(Dataset records)
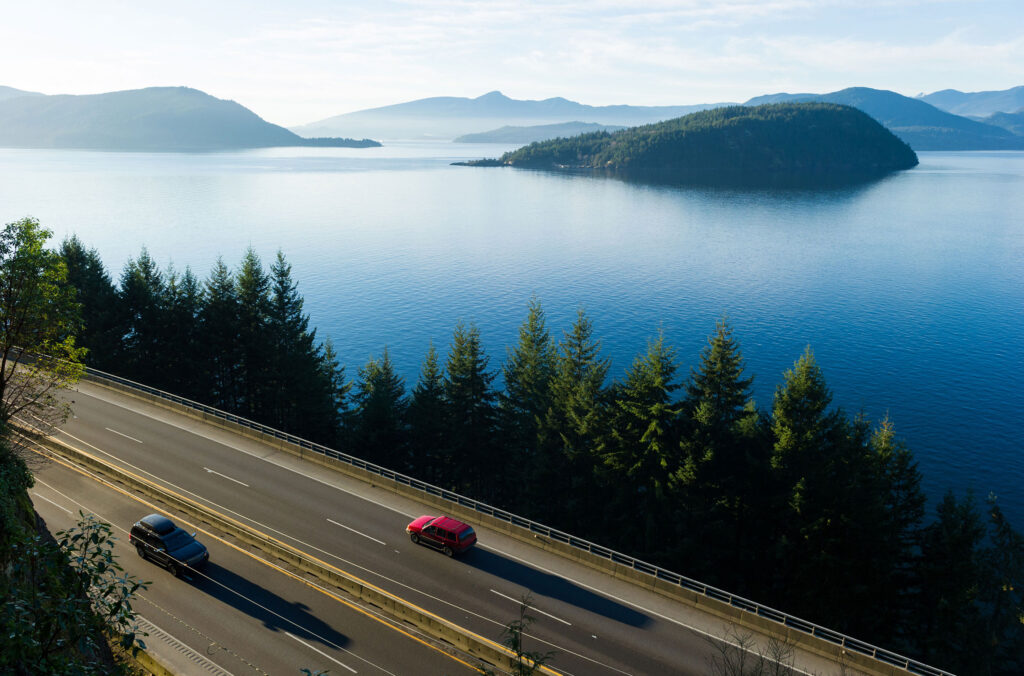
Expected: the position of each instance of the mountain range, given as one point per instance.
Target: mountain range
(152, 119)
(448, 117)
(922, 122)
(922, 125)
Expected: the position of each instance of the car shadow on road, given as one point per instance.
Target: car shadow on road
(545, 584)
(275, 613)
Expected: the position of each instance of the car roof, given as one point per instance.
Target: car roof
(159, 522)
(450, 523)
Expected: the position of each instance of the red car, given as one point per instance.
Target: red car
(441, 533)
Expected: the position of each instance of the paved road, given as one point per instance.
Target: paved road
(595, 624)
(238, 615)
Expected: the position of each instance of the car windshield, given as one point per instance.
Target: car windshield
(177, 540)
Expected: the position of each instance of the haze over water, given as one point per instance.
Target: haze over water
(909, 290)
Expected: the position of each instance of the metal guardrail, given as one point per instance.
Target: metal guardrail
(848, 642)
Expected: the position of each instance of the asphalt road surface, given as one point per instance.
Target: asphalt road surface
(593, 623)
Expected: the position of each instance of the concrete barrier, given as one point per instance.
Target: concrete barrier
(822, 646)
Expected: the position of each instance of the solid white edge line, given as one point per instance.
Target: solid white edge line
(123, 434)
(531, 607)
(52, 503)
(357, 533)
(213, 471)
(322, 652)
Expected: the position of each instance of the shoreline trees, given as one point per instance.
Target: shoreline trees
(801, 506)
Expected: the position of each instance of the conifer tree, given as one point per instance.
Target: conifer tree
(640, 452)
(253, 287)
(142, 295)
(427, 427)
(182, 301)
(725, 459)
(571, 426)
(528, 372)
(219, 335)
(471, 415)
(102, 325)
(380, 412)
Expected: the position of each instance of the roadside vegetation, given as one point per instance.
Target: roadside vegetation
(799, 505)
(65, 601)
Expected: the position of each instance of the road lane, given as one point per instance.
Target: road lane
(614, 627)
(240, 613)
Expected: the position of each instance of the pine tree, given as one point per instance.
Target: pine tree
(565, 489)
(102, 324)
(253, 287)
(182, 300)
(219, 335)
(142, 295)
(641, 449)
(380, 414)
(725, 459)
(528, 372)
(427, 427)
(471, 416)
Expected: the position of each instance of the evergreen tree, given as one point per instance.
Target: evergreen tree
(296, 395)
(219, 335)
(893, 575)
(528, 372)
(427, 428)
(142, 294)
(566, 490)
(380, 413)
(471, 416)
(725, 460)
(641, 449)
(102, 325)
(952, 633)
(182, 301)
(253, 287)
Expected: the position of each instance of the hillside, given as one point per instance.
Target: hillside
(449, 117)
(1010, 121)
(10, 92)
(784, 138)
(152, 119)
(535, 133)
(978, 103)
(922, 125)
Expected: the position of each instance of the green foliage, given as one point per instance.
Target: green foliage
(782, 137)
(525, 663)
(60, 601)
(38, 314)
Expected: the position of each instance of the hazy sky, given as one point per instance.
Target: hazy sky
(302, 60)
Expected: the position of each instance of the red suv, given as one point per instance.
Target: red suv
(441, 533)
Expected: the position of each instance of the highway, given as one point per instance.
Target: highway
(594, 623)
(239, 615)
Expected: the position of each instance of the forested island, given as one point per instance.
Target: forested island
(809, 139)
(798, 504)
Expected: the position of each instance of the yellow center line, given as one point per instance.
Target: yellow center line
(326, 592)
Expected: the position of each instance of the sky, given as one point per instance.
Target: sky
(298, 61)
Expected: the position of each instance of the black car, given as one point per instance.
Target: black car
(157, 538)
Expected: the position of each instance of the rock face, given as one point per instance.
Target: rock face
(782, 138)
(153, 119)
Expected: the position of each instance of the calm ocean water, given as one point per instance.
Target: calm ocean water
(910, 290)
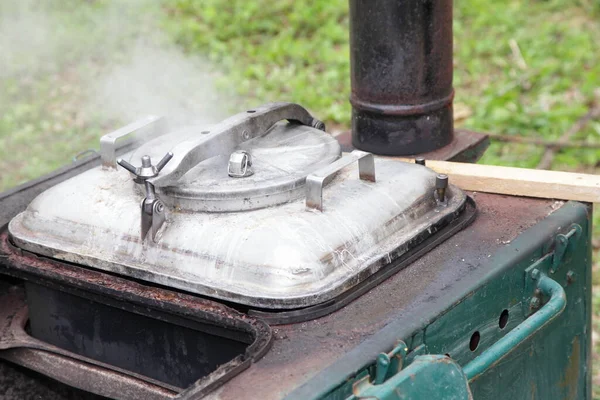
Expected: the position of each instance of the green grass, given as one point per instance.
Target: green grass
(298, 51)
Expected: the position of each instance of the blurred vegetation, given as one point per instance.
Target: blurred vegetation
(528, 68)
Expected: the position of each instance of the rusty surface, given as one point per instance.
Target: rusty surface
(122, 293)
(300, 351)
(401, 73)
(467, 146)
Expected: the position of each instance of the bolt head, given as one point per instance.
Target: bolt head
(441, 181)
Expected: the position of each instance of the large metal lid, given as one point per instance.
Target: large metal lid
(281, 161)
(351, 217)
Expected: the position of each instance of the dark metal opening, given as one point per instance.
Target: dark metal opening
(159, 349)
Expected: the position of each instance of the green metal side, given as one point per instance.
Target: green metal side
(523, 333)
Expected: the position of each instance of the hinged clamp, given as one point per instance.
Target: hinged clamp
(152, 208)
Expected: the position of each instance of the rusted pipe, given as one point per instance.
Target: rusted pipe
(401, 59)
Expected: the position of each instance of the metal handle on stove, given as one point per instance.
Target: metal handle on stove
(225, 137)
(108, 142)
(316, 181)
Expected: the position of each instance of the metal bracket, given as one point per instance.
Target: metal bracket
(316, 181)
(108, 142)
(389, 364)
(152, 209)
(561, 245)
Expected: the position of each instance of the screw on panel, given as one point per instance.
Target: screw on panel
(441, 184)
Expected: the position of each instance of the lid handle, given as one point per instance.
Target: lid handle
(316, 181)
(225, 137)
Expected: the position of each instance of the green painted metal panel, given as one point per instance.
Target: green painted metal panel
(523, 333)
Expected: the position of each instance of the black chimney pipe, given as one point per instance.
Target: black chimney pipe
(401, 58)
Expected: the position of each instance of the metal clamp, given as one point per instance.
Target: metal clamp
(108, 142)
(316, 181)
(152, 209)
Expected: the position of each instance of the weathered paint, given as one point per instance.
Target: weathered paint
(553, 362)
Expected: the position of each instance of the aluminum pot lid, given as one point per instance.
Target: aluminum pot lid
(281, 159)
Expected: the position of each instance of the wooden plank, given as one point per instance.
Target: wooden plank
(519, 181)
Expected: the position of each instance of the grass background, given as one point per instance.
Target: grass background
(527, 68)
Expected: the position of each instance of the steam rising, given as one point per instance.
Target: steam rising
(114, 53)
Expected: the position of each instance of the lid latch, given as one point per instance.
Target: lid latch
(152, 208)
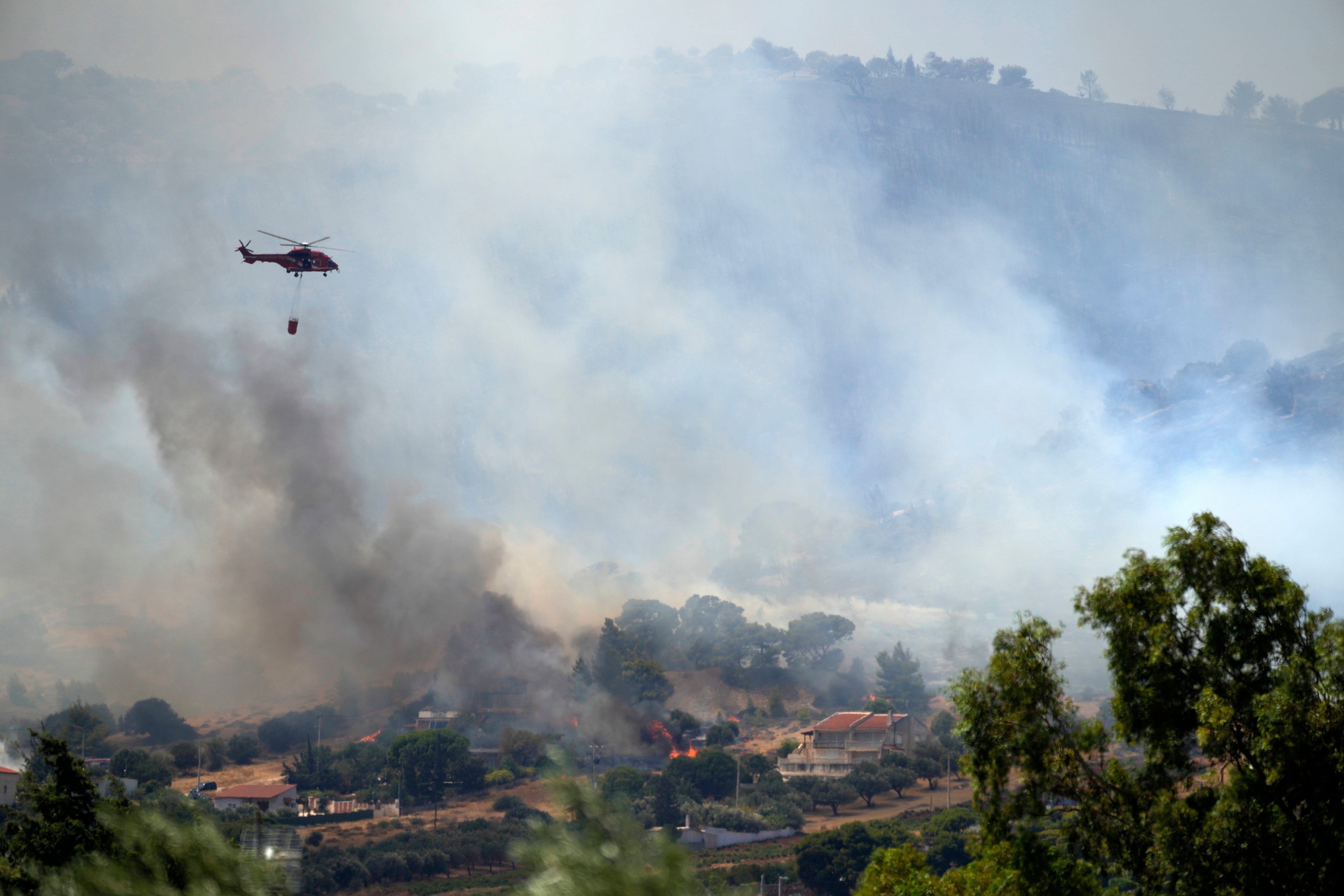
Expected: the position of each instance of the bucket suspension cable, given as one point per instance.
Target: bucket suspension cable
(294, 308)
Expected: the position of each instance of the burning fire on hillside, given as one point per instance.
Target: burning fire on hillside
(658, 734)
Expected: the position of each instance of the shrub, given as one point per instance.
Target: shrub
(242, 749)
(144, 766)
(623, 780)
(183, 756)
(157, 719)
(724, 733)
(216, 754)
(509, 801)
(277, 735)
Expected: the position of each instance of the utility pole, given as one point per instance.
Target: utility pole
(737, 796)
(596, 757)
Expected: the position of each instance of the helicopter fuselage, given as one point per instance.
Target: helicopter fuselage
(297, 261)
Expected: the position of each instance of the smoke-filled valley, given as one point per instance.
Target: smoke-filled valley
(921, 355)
--
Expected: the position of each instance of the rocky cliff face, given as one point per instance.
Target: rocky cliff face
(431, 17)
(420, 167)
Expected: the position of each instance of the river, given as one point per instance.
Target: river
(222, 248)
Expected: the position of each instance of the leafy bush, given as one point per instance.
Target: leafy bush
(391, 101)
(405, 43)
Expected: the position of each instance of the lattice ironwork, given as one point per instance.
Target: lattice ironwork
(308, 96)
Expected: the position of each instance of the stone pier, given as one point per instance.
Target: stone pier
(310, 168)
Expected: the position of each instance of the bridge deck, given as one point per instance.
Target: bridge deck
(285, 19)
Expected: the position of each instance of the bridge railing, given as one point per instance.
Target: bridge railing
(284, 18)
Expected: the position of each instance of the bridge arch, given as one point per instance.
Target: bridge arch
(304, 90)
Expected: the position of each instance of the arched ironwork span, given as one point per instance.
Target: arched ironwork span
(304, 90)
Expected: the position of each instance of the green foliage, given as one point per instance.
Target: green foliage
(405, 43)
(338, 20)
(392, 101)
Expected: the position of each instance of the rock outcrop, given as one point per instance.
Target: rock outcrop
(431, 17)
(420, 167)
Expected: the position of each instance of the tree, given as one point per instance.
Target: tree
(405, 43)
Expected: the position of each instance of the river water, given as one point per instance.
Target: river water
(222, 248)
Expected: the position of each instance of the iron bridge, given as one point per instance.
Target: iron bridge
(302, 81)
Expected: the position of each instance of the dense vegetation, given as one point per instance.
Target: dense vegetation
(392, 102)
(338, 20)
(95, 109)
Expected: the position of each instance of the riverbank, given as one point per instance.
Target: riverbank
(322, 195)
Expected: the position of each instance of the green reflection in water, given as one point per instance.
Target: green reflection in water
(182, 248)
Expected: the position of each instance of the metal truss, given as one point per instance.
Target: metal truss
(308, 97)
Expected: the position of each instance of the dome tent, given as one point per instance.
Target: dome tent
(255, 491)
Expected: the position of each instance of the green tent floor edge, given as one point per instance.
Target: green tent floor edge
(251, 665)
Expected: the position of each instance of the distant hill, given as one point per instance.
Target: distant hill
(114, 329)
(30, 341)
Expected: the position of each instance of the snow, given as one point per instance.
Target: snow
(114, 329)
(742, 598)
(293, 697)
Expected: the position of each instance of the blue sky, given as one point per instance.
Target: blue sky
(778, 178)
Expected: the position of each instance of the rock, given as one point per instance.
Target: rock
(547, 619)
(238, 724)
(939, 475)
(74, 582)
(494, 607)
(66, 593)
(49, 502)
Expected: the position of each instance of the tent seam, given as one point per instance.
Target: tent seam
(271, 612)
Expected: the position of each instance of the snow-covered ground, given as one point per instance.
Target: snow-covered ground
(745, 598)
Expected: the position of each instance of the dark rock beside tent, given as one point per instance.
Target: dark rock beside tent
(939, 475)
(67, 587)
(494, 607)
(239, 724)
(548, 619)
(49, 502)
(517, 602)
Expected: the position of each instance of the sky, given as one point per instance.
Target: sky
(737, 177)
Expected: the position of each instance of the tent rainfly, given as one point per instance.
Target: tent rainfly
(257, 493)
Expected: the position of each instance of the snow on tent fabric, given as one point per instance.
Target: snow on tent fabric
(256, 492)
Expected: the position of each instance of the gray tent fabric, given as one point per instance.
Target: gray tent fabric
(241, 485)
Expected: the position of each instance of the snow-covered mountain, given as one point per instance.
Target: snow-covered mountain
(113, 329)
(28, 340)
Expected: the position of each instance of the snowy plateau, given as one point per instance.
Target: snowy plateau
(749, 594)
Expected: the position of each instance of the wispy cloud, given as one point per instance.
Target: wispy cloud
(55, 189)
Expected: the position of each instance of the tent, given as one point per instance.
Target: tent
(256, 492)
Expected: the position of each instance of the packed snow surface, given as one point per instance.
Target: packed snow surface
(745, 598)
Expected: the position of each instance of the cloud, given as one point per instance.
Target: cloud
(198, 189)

WHAT YOU HAVE TO DO: Copy out, exactly and alone, the lines of the entries above between the ones holding "Expected: the position of each instance of the asphalt" and "Expected: the position of each instance of the conifer", inclusive.

OUTPUT BELOW:
Expected: the position of each instance of the asphalt road surface, given as one point per instance.
Target: asphalt road surface
(593, 623)
Expected: the position of each instance of the concrete barrier, given as one point per instance.
Target: concrete barrier
(822, 646)
Expected: the position of each instance of the solid white edge line, given as one point per instance.
Target: solid white edge line
(123, 434)
(531, 607)
(52, 503)
(357, 533)
(213, 471)
(322, 652)
Expected: the position of each instance of the shoreline trees, given as one point per instance.
Target: shoreline trees
(801, 506)
Expected: the position of each instance of the conifer tree, given as one point per instance.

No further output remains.